**EXERCISE DIRECTIONS:** Output verbatim the stretch of lines below from the line containing "line. Keep to one point per instance." through the line containing "(1143, 649)", including both of those lines.

**Entries drawn from a collection:**

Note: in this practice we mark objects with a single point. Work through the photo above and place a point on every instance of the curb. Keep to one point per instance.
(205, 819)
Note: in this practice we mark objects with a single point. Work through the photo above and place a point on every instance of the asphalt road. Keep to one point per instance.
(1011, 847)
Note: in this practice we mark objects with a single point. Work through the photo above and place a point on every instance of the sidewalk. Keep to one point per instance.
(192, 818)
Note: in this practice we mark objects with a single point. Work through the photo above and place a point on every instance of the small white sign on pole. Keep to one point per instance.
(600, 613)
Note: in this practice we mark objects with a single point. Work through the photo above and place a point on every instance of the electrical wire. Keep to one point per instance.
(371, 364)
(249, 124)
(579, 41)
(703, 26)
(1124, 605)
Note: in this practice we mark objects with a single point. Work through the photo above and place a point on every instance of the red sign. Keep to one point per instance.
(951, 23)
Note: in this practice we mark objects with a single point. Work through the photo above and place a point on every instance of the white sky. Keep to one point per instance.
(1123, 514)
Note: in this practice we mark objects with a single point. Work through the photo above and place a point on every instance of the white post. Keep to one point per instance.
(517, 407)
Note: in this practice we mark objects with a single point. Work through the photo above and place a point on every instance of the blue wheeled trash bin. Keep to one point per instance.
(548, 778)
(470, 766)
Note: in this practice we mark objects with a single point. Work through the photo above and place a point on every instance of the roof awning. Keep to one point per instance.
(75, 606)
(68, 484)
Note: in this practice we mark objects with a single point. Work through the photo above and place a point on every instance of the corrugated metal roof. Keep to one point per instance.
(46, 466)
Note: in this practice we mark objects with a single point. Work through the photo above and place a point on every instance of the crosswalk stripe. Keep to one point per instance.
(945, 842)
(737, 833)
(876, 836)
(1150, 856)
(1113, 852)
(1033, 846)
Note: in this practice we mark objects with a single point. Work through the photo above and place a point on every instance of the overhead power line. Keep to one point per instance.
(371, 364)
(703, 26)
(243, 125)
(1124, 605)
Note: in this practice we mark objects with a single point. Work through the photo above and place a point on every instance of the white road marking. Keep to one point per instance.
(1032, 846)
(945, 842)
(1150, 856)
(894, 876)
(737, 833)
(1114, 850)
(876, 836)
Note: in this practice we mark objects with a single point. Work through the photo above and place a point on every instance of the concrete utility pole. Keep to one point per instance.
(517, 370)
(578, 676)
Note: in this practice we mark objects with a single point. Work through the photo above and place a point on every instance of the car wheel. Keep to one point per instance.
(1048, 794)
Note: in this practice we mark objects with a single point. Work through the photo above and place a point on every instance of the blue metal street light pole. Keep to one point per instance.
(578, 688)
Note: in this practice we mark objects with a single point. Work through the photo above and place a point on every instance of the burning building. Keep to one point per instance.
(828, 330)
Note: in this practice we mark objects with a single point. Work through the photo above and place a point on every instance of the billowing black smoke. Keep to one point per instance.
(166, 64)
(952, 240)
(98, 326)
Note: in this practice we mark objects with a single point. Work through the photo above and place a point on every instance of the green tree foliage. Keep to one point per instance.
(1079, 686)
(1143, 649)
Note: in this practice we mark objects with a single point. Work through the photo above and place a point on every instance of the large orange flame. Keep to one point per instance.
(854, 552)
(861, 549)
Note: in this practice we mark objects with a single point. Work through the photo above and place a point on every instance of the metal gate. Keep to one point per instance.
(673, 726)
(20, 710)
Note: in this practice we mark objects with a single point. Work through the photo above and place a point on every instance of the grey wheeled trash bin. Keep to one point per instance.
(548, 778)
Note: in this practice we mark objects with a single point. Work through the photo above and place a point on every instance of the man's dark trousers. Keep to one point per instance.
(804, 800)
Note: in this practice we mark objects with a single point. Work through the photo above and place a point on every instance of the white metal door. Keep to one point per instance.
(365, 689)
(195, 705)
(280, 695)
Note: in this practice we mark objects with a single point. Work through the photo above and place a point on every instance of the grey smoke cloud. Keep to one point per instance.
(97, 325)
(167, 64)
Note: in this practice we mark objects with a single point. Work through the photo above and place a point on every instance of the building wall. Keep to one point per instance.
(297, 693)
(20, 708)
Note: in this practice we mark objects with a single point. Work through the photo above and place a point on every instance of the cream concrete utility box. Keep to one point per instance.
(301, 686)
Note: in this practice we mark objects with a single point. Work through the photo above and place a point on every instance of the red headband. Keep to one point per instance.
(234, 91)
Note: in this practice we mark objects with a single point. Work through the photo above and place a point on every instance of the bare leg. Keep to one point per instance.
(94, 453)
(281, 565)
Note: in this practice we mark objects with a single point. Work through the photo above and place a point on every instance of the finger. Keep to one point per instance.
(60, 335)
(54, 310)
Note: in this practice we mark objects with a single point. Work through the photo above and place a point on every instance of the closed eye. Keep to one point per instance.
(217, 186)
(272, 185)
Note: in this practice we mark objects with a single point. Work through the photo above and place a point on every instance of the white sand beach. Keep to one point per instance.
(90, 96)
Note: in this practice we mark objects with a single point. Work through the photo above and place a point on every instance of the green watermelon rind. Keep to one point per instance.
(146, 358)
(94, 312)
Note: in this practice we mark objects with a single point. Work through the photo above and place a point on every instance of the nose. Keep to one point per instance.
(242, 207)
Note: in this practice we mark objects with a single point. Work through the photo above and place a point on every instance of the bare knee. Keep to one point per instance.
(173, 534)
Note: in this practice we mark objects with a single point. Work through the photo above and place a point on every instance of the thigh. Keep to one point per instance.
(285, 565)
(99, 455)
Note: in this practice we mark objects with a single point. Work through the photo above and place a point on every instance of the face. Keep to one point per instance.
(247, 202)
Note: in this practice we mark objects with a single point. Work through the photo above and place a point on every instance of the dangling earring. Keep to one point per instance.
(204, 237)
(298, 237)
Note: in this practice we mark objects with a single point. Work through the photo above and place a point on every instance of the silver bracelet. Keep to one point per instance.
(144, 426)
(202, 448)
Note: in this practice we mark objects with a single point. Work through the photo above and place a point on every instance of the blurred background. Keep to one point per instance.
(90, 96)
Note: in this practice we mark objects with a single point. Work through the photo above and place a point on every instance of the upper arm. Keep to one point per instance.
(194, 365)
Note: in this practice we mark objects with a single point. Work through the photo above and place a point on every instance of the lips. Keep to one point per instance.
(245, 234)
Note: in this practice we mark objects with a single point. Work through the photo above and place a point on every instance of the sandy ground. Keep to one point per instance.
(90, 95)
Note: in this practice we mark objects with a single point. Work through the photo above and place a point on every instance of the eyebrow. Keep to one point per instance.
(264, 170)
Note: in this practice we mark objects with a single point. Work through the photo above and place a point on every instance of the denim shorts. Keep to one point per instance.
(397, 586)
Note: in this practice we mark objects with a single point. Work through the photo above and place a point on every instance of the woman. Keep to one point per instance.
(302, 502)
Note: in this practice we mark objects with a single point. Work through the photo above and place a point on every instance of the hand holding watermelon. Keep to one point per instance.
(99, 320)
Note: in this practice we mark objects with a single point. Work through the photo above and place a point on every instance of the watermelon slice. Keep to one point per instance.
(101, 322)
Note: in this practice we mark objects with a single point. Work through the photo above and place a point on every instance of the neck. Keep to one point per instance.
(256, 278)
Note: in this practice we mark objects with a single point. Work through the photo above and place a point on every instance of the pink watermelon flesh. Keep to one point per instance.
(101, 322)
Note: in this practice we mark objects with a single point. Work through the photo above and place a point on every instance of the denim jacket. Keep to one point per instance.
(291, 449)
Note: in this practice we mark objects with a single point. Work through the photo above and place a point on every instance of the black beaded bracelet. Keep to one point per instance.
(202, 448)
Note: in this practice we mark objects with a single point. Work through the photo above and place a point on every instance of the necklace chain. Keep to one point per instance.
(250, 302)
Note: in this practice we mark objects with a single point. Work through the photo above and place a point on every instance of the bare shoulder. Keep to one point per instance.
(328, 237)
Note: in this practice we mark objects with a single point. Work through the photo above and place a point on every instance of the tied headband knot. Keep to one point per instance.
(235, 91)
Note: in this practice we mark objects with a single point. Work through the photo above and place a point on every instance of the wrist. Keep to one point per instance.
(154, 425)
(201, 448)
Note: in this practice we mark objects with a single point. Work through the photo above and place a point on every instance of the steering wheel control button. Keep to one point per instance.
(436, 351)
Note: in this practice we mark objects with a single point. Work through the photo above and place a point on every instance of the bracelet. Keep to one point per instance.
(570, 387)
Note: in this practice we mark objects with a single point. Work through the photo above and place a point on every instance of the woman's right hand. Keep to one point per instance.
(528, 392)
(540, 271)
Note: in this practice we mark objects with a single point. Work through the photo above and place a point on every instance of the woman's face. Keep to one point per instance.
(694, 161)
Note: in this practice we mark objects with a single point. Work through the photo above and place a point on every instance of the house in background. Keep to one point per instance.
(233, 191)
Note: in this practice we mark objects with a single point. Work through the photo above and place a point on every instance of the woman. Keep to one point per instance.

**THE ANSWER:**
Note: in this practice we mark objects with a single point. Work through the photo above and place a point on every instance of the overhead power line. Keep to one point per instance.
(371, 364)
(703, 26)
(243, 125)
(1124, 605)
Note: in this practice we mark objects with a single point. Work through the photo above and place a point on every instance of the white road marking. Keep to one point per instance.
(1032, 846)
(945, 842)
(1150, 856)
(894, 876)
(737, 833)
(1114, 850)
(876, 836)
Note: in this practice we mark objects with a single point. Work through the photo above and place a point on every instance of the concrete utility pole. Keep to one point per instance.
(517, 370)
(578, 676)
Note: in this practice we mark objects with a single point. Work through the photo above and place a point on every instance of the car wheel. Keep to one point per instance.
(1048, 794)
Note: in this practice we mark objects with a single point. Work through the photo above and place a point on every instance of the blue metal street light pole. Keep to one point per instance.
(578, 688)
Note: in this practice we mark objects with a single point. Work through the photo above and place a point on every instance of the burning building. Keep to one point per instance.
(828, 330)
Note: in this practice we mark objects with a single point. Work through the photo above and place a point on every instance of the billowing black smoke. Keep to one point per instance.
(166, 64)
(952, 240)
(98, 326)
Note: in this practice we mark objects with a single point. Work through the photo above and place a point on every instance of the green tree foliage. Keep to one point per instance.
(1079, 686)
(1143, 649)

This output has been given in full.